> _Data supplied_
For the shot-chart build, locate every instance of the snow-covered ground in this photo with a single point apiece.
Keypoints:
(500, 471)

* * *

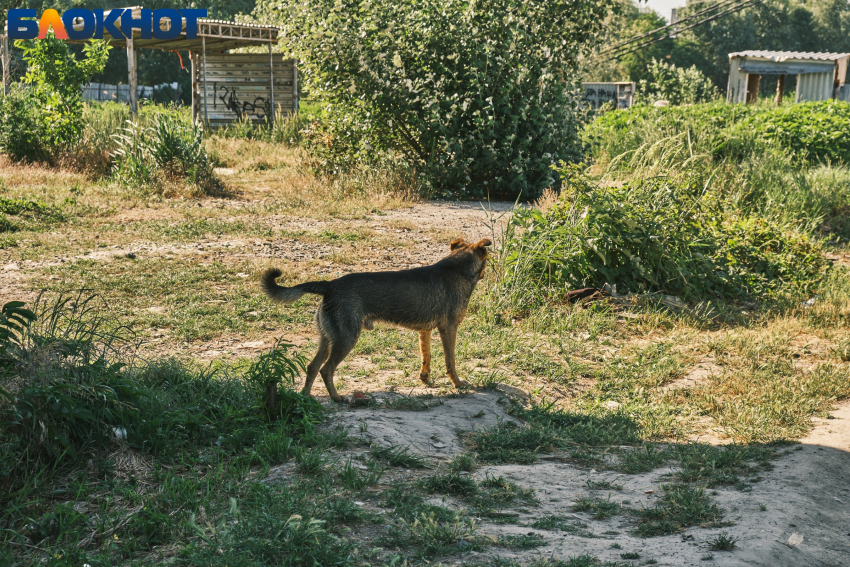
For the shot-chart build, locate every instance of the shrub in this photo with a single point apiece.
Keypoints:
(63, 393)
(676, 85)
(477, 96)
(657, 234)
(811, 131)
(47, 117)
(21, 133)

> _What is being asked_
Single out each line of the records above with the string "instance" in it, and copy it.

> _Problem solution_
For the shot-chart build, locate every instance of the snow-covered ground in this photo with a single point apiece.
For the shot-chart build, locate every instance of the shrub in this photo with a single point apiece.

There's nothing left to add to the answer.